# [Задание]
Обновите фрагмент интервью, начиная со слов «А когда вы начали» и далее до слов «жили в госпитале?»: замените «Алма-Ате» на «Алматы».

# [Текст страницы]
◆ ◆ ◆ ◆ ◆ ◆ ◆

Ваши абстракции - тоже формулы превращения?
Валерий Юрлов: Можно и так сказать. Я работаю не с образами - со знаками. На выставке будет скульптура из железного листа, из которого вырезан уголок. Этот угол живет отдельно от листа. Развивается отдельно, как сын, который отделился от отца.
А когда вы начали фотографировать?
Валерий Юрлов: Школьником, еще в Казахстане. Есть снимок 1947 года. У меня был маленький фотоаппарат детский, и я снял горы в Алма-Ате. Там очень красивая цепь гор, их можно было видеть прямо со школьного двора. Я был там в эвакуации. Мама была главный врач госпиталя. И я жил с ней в госпитале. В том же госпитале умер папа в 1945-м, от туберкулеза.
На выставке нет самых ранних работ?
Валерий Юрлов: Есть несколько рисунков 1948-1949 годов.
А где вы учились рисовать, если жили в госпитале?

◆ ◆ ◆ ◆ ◆ ◆ ◆

# [Сохранённые записи]
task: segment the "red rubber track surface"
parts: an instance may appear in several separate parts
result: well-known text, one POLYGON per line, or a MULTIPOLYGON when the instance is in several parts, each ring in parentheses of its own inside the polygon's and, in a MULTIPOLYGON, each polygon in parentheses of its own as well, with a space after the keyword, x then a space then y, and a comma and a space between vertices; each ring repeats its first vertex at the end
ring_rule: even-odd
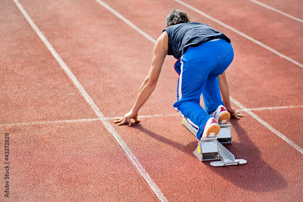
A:
MULTIPOLYGON (((276 1, 303 19, 300 2, 276 1)), ((235 54, 226 71, 231 96, 303 148, 303 68, 176 2, 104 2, 155 39, 175 8, 223 32, 235 54)), ((303 23, 248 0, 184 2, 303 63, 303 23)), ((195 157, 197 141, 172 107, 178 75, 170 56, 141 121, 114 124, 132 107, 154 45, 94 0, 20 2, 167 200, 303 200, 303 154, 243 111, 230 120, 233 143, 225 146, 247 164, 214 167, 195 157)), ((13 2, 2 1, 0 10, 0 144, 9 134, 10 163, 10 197, 0 169, 0 200, 159 200, 13 2)))

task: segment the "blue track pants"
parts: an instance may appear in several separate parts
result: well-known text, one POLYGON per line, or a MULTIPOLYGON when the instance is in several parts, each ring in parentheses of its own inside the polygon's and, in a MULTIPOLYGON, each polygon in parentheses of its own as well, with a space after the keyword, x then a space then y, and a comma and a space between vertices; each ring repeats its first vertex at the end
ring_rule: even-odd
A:
POLYGON ((234 58, 230 44, 225 40, 190 47, 175 65, 179 75, 177 101, 174 108, 197 131, 200 139, 210 114, 219 105, 224 105, 219 87, 218 76, 228 67, 234 58), (201 94, 204 110, 200 105, 201 94))

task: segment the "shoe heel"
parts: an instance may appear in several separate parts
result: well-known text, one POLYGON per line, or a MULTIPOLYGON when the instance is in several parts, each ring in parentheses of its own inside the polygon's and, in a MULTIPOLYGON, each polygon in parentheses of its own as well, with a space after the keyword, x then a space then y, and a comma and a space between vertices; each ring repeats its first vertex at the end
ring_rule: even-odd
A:
POLYGON ((218 124, 214 124, 211 126, 206 132, 206 137, 210 136, 211 137, 216 137, 220 131, 220 126, 218 124))
POLYGON ((219 124, 226 124, 228 122, 230 118, 230 114, 228 112, 222 114, 218 119, 218 123, 219 124))

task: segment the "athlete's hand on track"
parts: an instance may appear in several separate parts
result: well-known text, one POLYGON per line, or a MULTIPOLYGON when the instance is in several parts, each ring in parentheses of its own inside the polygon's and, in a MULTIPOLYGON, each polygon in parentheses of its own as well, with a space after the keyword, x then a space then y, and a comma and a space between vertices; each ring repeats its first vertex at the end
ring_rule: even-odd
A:
POLYGON ((128 126, 130 126, 132 125, 132 122, 131 121, 131 119, 132 119, 135 120, 136 122, 140 122, 140 120, 138 119, 138 113, 135 113, 132 111, 131 111, 128 113, 126 114, 124 116, 123 118, 118 118, 116 119, 116 121, 114 121, 115 124, 118 123, 118 125, 121 125, 126 123, 126 122, 128 122, 128 126))
POLYGON ((240 114, 238 111, 236 111, 235 109, 231 107, 228 109, 227 108, 226 109, 230 113, 230 115, 231 116, 233 116, 235 117, 235 118, 238 119, 240 119, 240 117, 243 117, 244 116, 244 115, 240 114))

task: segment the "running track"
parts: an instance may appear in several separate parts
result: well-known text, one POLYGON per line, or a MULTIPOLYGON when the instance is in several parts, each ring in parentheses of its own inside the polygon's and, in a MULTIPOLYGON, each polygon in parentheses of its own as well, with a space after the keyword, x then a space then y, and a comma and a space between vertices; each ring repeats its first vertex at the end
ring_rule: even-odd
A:
POLYGON ((303 201, 303 3, 256 1, 1 1, 1 200, 303 201), (172 107, 170 56, 141 122, 113 123, 175 8, 232 42, 227 77, 245 117, 230 120, 225 146, 246 164, 213 167, 192 154, 197 142, 172 107))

◆ ◆ ◆ ◆ ◆ ◆ ◆

# [Ответ]
А когда вы начали фотографировать?
Валерий Юрлов: Школьником, еще в Казахстане. Есть снимок 1947 года. У меня был маленький фотоаппарат детский, и я снял горы в Алматы. Там очень красивая цепь гор, их можно было видеть прямо со школьного двора. Я был там в эвакуации. Мама была главный врач госпиталя. И я жил с ней в госпитале. В том же госпитале умер папа в 1945-м, от туберкулеза.
На выставке нет самых ранних работ?
Валерий Юрлов: Есть несколько рисунков 1948-1949 годов.
А где вы учились рисовать, если жили в госпитале?